● **Supplied material**

[start]

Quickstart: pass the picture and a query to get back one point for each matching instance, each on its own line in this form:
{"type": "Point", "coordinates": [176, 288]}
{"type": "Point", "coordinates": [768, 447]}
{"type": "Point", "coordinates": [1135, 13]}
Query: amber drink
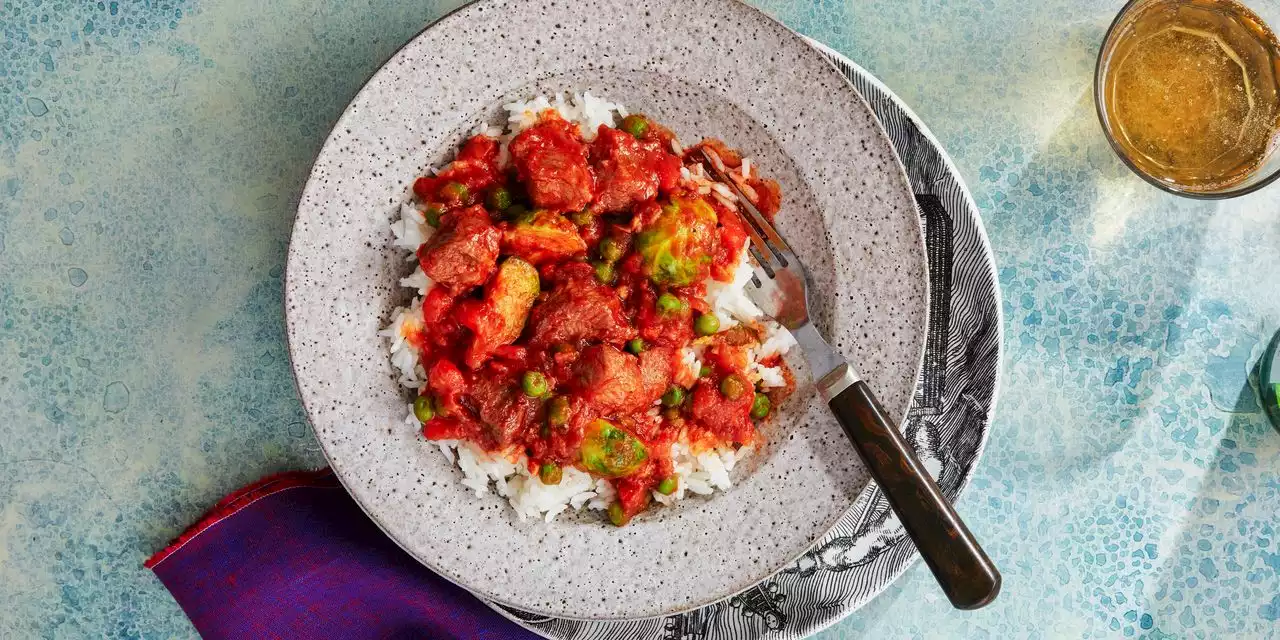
{"type": "Point", "coordinates": [1188, 92]}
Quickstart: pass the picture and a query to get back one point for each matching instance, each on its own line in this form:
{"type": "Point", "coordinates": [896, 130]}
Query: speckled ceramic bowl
{"type": "Point", "coordinates": [704, 68]}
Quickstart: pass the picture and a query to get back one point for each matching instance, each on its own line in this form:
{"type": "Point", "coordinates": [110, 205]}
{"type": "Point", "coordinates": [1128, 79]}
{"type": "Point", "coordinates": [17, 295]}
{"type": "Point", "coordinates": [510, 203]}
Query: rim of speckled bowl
{"type": "Point", "coordinates": [895, 174]}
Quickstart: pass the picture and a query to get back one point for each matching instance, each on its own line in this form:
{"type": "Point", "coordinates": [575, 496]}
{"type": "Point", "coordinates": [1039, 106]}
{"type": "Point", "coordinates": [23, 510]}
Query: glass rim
{"type": "Point", "coordinates": [1100, 106]}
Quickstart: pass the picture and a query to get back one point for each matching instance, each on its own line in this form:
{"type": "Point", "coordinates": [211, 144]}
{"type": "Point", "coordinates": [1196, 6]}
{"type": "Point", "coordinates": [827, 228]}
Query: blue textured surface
{"type": "Point", "coordinates": [150, 160]}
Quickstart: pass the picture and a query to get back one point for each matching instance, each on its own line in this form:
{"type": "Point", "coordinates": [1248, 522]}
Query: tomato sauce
{"type": "Point", "coordinates": [567, 287]}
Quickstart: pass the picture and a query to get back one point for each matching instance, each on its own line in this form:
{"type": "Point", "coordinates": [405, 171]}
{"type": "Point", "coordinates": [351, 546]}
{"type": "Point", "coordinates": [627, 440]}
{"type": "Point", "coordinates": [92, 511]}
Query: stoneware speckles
{"type": "Point", "coordinates": [708, 68]}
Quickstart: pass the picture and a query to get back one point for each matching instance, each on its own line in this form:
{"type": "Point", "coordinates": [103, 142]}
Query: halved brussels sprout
{"type": "Point", "coordinates": [609, 451]}
{"type": "Point", "coordinates": [676, 247]}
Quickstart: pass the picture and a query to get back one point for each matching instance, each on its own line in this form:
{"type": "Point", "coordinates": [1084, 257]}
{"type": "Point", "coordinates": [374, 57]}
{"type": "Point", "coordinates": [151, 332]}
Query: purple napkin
{"type": "Point", "coordinates": [293, 557]}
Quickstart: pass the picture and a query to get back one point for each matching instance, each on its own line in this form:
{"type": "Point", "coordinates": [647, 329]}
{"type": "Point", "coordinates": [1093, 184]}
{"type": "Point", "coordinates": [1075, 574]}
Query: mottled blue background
{"type": "Point", "coordinates": [151, 156]}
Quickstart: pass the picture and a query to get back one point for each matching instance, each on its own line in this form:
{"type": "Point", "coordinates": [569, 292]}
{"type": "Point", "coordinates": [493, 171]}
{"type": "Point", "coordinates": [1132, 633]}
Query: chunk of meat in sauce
{"type": "Point", "coordinates": [502, 407]}
{"type": "Point", "coordinates": [579, 309]}
{"type": "Point", "coordinates": [657, 369]}
{"type": "Point", "coordinates": [629, 170]}
{"type": "Point", "coordinates": [727, 419]}
{"type": "Point", "coordinates": [464, 252]}
{"type": "Point", "coordinates": [609, 379]}
{"type": "Point", "coordinates": [552, 161]}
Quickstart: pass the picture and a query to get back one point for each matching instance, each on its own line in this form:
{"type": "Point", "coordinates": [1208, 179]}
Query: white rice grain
{"type": "Point", "coordinates": [508, 475]}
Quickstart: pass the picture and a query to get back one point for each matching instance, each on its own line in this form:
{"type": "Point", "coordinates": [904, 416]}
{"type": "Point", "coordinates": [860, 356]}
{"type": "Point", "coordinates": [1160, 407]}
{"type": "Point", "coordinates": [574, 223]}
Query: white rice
{"type": "Point", "coordinates": [507, 475]}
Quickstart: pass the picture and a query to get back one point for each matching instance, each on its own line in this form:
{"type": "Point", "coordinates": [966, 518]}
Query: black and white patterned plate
{"type": "Point", "coordinates": [949, 421]}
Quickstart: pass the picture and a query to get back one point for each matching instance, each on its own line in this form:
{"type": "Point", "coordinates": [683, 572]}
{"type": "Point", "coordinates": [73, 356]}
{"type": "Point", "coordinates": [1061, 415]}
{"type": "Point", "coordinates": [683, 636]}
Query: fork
{"type": "Point", "coordinates": [780, 288]}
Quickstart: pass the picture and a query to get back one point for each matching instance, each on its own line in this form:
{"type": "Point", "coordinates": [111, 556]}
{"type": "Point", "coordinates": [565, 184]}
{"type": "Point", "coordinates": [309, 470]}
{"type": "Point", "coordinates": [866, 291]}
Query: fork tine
{"type": "Point", "coordinates": [757, 223]}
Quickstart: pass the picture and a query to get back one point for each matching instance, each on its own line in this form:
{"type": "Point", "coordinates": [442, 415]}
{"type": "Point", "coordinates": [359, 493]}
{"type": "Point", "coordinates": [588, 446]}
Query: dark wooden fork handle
{"type": "Point", "coordinates": [959, 563]}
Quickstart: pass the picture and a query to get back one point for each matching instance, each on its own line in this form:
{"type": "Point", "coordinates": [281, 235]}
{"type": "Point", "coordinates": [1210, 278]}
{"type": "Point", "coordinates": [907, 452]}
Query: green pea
{"type": "Point", "coordinates": [635, 124]}
{"type": "Point", "coordinates": [668, 304]}
{"type": "Point", "coordinates": [440, 410]}
{"type": "Point", "coordinates": [581, 218]}
{"type": "Point", "coordinates": [433, 214]}
{"type": "Point", "coordinates": [534, 384]}
{"type": "Point", "coordinates": [732, 387]}
{"type": "Point", "coordinates": [707, 324]}
{"type": "Point", "coordinates": [557, 411]}
{"type": "Point", "coordinates": [611, 250]}
{"type": "Point", "coordinates": [423, 408]}
{"type": "Point", "coordinates": [456, 191]}
{"type": "Point", "coordinates": [760, 406]}
{"type": "Point", "coordinates": [551, 472]}
{"type": "Point", "coordinates": [617, 515]}
{"type": "Point", "coordinates": [673, 397]}
{"type": "Point", "coordinates": [498, 199]}
{"type": "Point", "coordinates": [604, 273]}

[end]

● **Short problem**
Print the records word for word and exclude any picture they hold.

● **Answer to the problem**
Quickstart: pass the picture and a query to get back one point for each matching instance, each on its own line in this form:
{"type": "Point", "coordinates": [176, 288]}
{"type": "Point", "coordinates": [768, 447]}
{"type": "Point", "coordinates": [1135, 13]}
Query: amber drink
{"type": "Point", "coordinates": [1188, 92]}
Quickstart: pass the picture and a query to get back one point for each matching instance, each on its own line in this form:
{"type": "Point", "coordinates": [896, 130]}
Query: speckled ceramic bowl
{"type": "Point", "coordinates": [704, 68]}
Quickstart: pass the picture and a query to get back one point for each matching instance, each on its own line in this form:
{"type": "Point", "coordinates": [110, 205]}
{"type": "Point", "coordinates": [1128, 79]}
{"type": "Point", "coordinates": [17, 295]}
{"type": "Point", "coordinates": [510, 203]}
Query: rim of speckled bowl
{"type": "Point", "coordinates": [895, 174]}
Quickstart: pass the picture and a query to get back one point for each matching instance, each on its own line in this form:
{"type": "Point", "coordinates": [575, 496]}
{"type": "Point", "coordinates": [1039, 106]}
{"type": "Point", "coordinates": [23, 510]}
Query: glass rim
{"type": "Point", "coordinates": [1100, 106]}
Quickstart: pass the picture and a query to get back one point for each matching instance, each on its own line in this form:
{"type": "Point", "coordinates": [211, 144]}
{"type": "Point", "coordinates": [1196, 6]}
{"type": "Point", "coordinates": [827, 228]}
Query: blue textured surface
{"type": "Point", "coordinates": [150, 160]}
Quickstart: pass the picture and a query to get back one point for each matching instance, each on its own line in this form:
{"type": "Point", "coordinates": [1248, 522]}
Query: tomato sauce
{"type": "Point", "coordinates": [567, 287]}
Quickstart: pass the picture and a query to get back one point for each matching instance, each on its own line in this form:
{"type": "Point", "coordinates": [405, 171]}
{"type": "Point", "coordinates": [351, 546]}
{"type": "Point", "coordinates": [627, 440]}
{"type": "Point", "coordinates": [92, 511]}
Query: stoneware speckles
{"type": "Point", "coordinates": [708, 68]}
Quickstart: pass the picture and a query to get back one point for each matching instance, each on its own line in this form:
{"type": "Point", "coordinates": [103, 142]}
Query: halved brussels sprout
{"type": "Point", "coordinates": [609, 451]}
{"type": "Point", "coordinates": [676, 247]}
Quickstart: pass the picture and a query to get back one point for each matching instance, each on its own line in this form:
{"type": "Point", "coordinates": [1084, 257]}
{"type": "Point", "coordinates": [374, 57]}
{"type": "Point", "coordinates": [151, 332]}
Query: purple napkin
{"type": "Point", "coordinates": [293, 557]}
Quickstart: pass the picture and a query to get back one point for each matching instance, each on its own line in this form:
{"type": "Point", "coordinates": [647, 329]}
{"type": "Point", "coordinates": [1093, 184]}
{"type": "Point", "coordinates": [1075, 574]}
Query: mottled blue background
{"type": "Point", "coordinates": [151, 156]}
Quickstart: pass the picture and a query to get back one point for each matching instance, each on its own line in this form:
{"type": "Point", "coordinates": [569, 292]}
{"type": "Point", "coordinates": [493, 171]}
{"type": "Point", "coordinates": [1132, 633]}
Query: chunk of meat in sauce
{"type": "Point", "coordinates": [502, 407]}
{"type": "Point", "coordinates": [579, 309]}
{"type": "Point", "coordinates": [657, 369]}
{"type": "Point", "coordinates": [629, 170]}
{"type": "Point", "coordinates": [727, 419]}
{"type": "Point", "coordinates": [464, 252]}
{"type": "Point", "coordinates": [609, 379]}
{"type": "Point", "coordinates": [552, 161]}
Quickstart: pass the picture and a query to get back one point for each matching instance, each on its own line in this form:
{"type": "Point", "coordinates": [1208, 179]}
Query: white rice grain
{"type": "Point", "coordinates": [508, 475]}
Quickstart: pass the picture and a query to get back one point for each matching instance, each on its own line in this form:
{"type": "Point", "coordinates": [904, 416]}
{"type": "Point", "coordinates": [860, 356]}
{"type": "Point", "coordinates": [1160, 407]}
{"type": "Point", "coordinates": [574, 223]}
Query: white rice
{"type": "Point", "coordinates": [507, 475]}
Quickstart: pass the picture and a query to get back one point for each matching instance, each on its own line in this form:
{"type": "Point", "coordinates": [966, 518]}
Query: black and white patterned plate
{"type": "Point", "coordinates": [949, 421]}
Quickstart: pass the picture and a query to get back one point for each matching instance, each on its own line in this form:
{"type": "Point", "coordinates": [683, 572]}
{"type": "Point", "coordinates": [73, 356]}
{"type": "Point", "coordinates": [1061, 415]}
{"type": "Point", "coordinates": [683, 636]}
Query: fork
{"type": "Point", "coordinates": [780, 288]}
Quickstart: pass the picture and a query to get back one point for each matching instance, each on its own line in this form:
{"type": "Point", "coordinates": [111, 556]}
{"type": "Point", "coordinates": [565, 184]}
{"type": "Point", "coordinates": [309, 470]}
{"type": "Point", "coordinates": [866, 291]}
Query: fork tine
{"type": "Point", "coordinates": [757, 223]}
Quickstart: pass the picture and a query to get back one point for each matching instance, each on its own line in this form:
{"type": "Point", "coordinates": [442, 415]}
{"type": "Point", "coordinates": [359, 493]}
{"type": "Point", "coordinates": [588, 446]}
Query: dark wooden fork handle
{"type": "Point", "coordinates": [959, 563]}
Quickstart: pass the picture and a query to get back one point for each matching instance, each on its own line in this form:
{"type": "Point", "coordinates": [281, 235]}
{"type": "Point", "coordinates": [1210, 278]}
{"type": "Point", "coordinates": [907, 452]}
Query: green pea
{"type": "Point", "coordinates": [635, 124]}
{"type": "Point", "coordinates": [668, 304]}
{"type": "Point", "coordinates": [440, 410]}
{"type": "Point", "coordinates": [581, 218]}
{"type": "Point", "coordinates": [433, 214]}
{"type": "Point", "coordinates": [534, 384]}
{"type": "Point", "coordinates": [732, 387]}
{"type": "Point", "coordinates": [707, 324]}
{"type": "Point", "coordinates": [557, 411]}
{"type": "Point", "coordinates": [611, 250]}
{"type": "Point", "coordinates": [423, 408]}
{"type": "Point", "coordinates": [456, 191]}
{"type": "Point", "coordinates": [760, 406]}
{"type": "Point", "coordinates": [551, 472]}
{"type": "Point", "coordinates": [617, 515]}
{"type": "Point", "coordinates": [673, 397]}
{"type": "Point", "coordinates": [498, 199]}
{"type": "Point", "coordinates": [604, 273]}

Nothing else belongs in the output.